## TAREFA ESCRITA A
Renomeie "Target" como "Objeto" nos registros, da primeira linha até a linha que contém "x=658, y=90", inclusive, e reproduza essas linhas sem mudar mais nada. Deixe as imagens fora da resposta.

## TEXTO FORNECIDO
* * * *

A HISTÓRIA DO PRESENTE
O filosofo Benedetto Croce tem lançada
série de ensaios em que define o estudo do passado como a
defesa da "unidade da vida"
Jean Marcel C. França / Especial
para a FOLHA
Os historiadores não são, em geral,
muito simpáticos ao pensamento filosófico. Há
tempos, a tradição da área apregoa que se deve
suspeitar do insidioso avanço dos filósofos sobre
o campo da história e que, para o pesquisador atento, o excesso
de "filosofia" é não somente inútil
como pernicioso. A querela vem de longa data, remontando ao "século
de ouro da história", o século 19, quando a avassaladora
moda das "filosofias da história" (Hegel, Comte,
Marx e tantos outros) ameaçou transformar o paciente e minucioso
trabalho do historiador em uma atividade desprovida de sentido.
Desde então, ainda que aqui e ali se tenham
estabelecido algumas pontes de diálogo, o clima de desconfiança
mútua passou a ser enorme. Dessas tais pontes, uma das que
merecem destaque pelo seu apuro é aquela construída
pelo pensador napolitano Benedetto Croce (1866-1952), um hegeliano
avesso à idéia de "absoluto" e visceralmente
antimarxista, que despendeu uma parte considerável de sua
obra tentando integrar história e filosofia. Uma síntese
de tais esforços, preparada pelo próprio Croce, acaba
de ser traduzida para o português [por Julio Castañon
Guimarães, e publicada pela Topbooks].
Linguagem simples
Trata-se de "História como História
da Liberdade" (1938) - originalmente, "História
como Pensamento e Ação"-, uma volumosa coletânea
de ensaios publicada pelo filósofo já quase no final
de sua vida. "História" não tem, por certo,
a densidade de outros livros de Croce, como "Estética"
(1902), "Lógica" (1909) ou "História
- Teoria e Prática" (1916). Todavia, a obra, escrita
em uma linguagem mais simples do que as mencionadas, permeada de
exemplos e entrecortada por diversas análises historiográficas,
constitui uma excelente introdução ao universo do
napolitano, permitindo ao leitor, mesmo àquele pouco acostumado
ao seu vocabulário, identificar as linhas mestras de seu
pensamento.

* * * *

Registros de pontos rotulados:

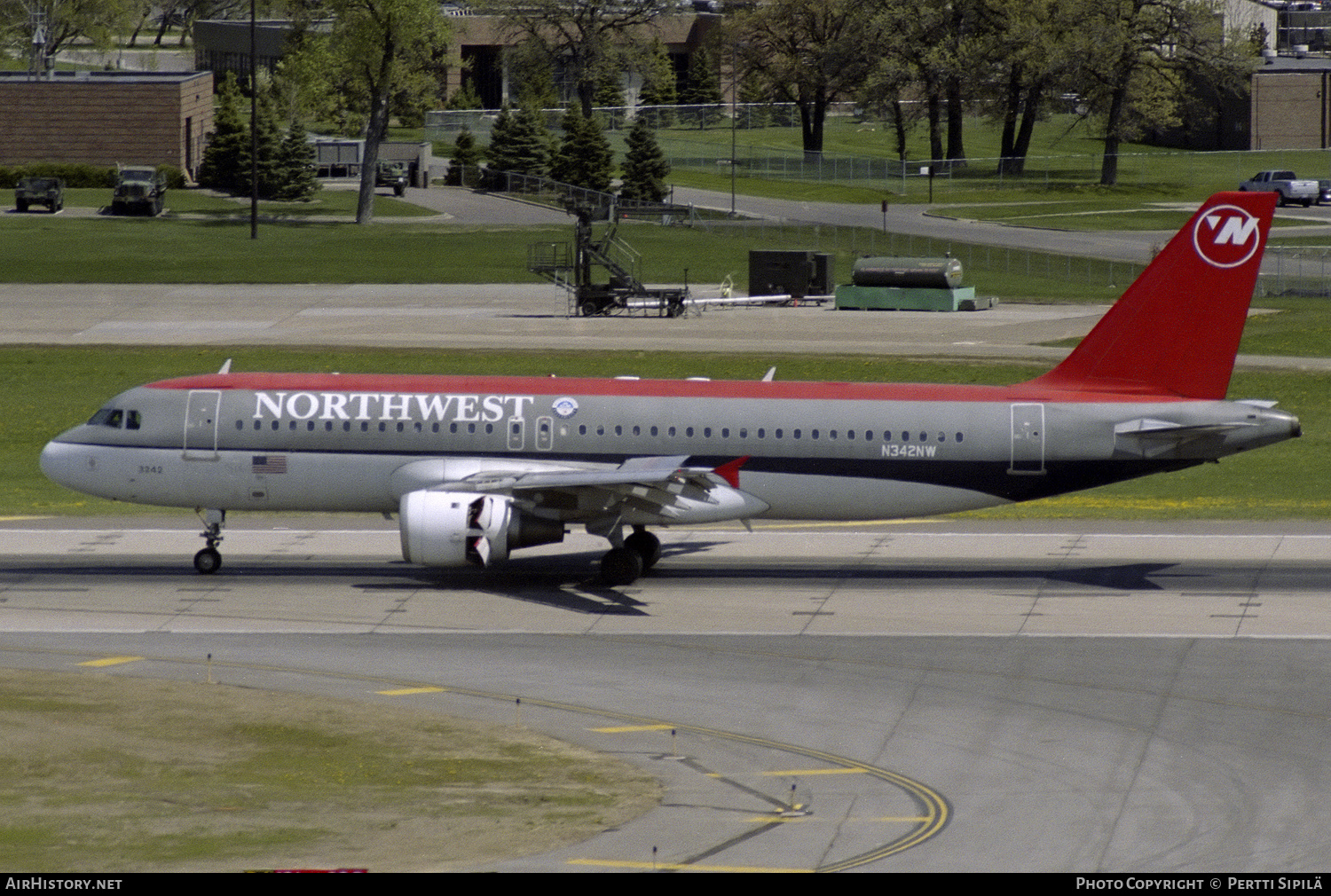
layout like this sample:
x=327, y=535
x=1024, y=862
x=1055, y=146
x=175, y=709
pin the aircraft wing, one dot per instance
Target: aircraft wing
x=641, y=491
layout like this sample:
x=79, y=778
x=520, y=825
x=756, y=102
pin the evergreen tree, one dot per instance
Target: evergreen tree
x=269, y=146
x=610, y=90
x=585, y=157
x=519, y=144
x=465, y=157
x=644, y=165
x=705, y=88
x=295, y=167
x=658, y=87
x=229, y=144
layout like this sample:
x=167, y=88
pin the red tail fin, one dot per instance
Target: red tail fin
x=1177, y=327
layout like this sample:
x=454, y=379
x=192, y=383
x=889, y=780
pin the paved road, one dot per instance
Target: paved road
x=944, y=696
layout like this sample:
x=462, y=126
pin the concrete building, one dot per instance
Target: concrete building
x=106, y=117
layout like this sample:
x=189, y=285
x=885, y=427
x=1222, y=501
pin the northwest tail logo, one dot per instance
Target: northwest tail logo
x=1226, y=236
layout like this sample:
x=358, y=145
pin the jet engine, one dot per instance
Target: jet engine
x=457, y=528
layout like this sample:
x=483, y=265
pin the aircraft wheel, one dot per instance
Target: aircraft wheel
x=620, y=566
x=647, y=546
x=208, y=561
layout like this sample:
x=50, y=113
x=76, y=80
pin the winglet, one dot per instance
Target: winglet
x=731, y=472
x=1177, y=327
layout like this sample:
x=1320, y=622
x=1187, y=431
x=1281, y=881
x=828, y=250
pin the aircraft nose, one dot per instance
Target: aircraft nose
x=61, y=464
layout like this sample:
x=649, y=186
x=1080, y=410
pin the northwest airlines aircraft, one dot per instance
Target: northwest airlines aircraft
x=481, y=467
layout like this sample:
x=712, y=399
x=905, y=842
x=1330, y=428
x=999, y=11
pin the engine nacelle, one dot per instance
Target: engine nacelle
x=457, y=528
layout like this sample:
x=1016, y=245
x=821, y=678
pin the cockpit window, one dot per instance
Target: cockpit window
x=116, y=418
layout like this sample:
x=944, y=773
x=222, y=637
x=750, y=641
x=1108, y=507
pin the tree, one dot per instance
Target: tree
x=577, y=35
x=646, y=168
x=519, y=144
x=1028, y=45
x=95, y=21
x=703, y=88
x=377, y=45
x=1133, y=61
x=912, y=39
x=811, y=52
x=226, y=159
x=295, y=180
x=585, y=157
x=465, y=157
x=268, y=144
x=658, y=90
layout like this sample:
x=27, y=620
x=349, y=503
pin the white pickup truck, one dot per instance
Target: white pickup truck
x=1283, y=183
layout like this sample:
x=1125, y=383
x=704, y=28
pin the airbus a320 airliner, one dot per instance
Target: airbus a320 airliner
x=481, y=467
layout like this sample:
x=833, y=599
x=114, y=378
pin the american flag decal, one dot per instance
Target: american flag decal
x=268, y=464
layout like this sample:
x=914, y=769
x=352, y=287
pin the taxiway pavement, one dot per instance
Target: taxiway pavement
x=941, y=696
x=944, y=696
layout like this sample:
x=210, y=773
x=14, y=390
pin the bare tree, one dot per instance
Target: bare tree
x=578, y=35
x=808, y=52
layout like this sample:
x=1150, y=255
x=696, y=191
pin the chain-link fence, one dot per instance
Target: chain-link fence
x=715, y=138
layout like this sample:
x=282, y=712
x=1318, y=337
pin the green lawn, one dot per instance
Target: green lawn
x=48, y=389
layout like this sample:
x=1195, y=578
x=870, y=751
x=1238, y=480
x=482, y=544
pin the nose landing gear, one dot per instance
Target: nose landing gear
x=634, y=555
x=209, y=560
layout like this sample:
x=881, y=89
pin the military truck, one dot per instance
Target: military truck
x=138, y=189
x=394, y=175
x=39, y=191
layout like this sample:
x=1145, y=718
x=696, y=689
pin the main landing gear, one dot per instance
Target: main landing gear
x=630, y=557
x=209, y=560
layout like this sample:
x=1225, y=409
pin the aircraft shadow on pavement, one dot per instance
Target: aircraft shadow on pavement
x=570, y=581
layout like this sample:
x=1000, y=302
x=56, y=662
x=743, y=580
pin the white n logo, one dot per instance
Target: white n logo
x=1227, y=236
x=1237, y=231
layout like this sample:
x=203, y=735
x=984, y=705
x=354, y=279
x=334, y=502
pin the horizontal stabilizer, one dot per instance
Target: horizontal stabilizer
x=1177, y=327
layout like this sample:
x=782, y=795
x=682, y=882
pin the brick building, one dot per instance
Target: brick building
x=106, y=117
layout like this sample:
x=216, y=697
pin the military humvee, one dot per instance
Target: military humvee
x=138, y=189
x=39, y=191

* * * *

## TAREFA ESCRITA B
Segundo o texto fornecido, quem traduziu para o português o livro de Croce?

## RESPOSTA A
layout like this sample:
x=327, y=535
x=1024, y=862
x=1055, y=146
x=175, y=709
pin the aircraft wing, one dot per instance
Objeto: aircraft wing
x=641, y=491
layout like this sample:
x=79, y=778
x=520, y=825
x=756, y=102
pin the evergreen tree, one dot per instance
Objeto: evergreen tree
x=269, y=146
x=610, y=90
x=585, y=157
x=519, y=144
x=465, y=157
x=644, y=165
x=705, y=88
x=295, y=167
x=658, y=87
x=229, y=144
layout like this sample:
x=167, y=88
pin the red tail fin, one dot per instance
Objeto: red tail fin
x=1177, y=327
layout like this sample:
x=454, y=379
x=192, y=383
x=889, y=780
pin the paved road, one dot per instance
Objeto: paved road
x=944, y=696
layout like this sample:
x=462, y=126
pin the concrete building, one dot per instance
Objeto: concrete building
x=106, y=117
layout like this sample:
x=189, y=285
x=885, y=427
x=1222, y=501
pin the northwest tail logo, one dot per instance
Objeto: northwest tail logo
x=1226, y=236
layout like this sample:
x=358, y=145
pin the jet engine, one dot per instance
Objeto: jet engine
x=457, y=528
layout like this sample:
x=483, y=265
pin the aircraft wheel, one dot per instance
Objeto: aircraft wheel
x=620, y=566
x=647, y=546
x=208, y=561
layout like this sample:
x=50, y=113
x=76, y=80
pin the winglet, one dot per instance
Objeto: winglet
x=731, y=472
x=1177, y=327
layout like this sample:
x=1320, y=622
x=1187, y=431
x=1281, y=881
x=828, y=250
pin the aircraft nose, one dot per instance
Objeto: aircraft nose
x=61, y=464
layout like this sample:
x=649, y=186
x=1080, y=410
pin the northwest airlines aircraft, one dot per instance
Objeto: northwest airlines aircraft
x=481, y=467
layout like this sample:
x=712, y=399
x=905, y=842
x=1330, y=428
x=999, y=11
pin the engine nacelle, one dot per instance
Objeto: engine nacelle
x=457, y=528
layout like this sample:
x=1016, y=245
x=821, y=678
pin the cockpit window, one dot per instance
Objeto: cockpit window
x=116, y=418
layout like this sample:
x=944, y=773
x=222, y=637
x=750, y=641
x=1108, y=507
pin the tree, one dot per instance
Objeto: tree
x=577, y=35
x=646, y=168
x=519, y=144
x=1028, y=45
x=95, y=21
x=703, y=88
x=377, y=45
x=1133, y=61
x=912, y=39
x=811, y=52
x=226, y=159
x=295, y=180
x=585, y=157
x=465, y=157
x=268, y=144
x=658, y=90

## RESPOSTA B
Julio Castañon Guimarães.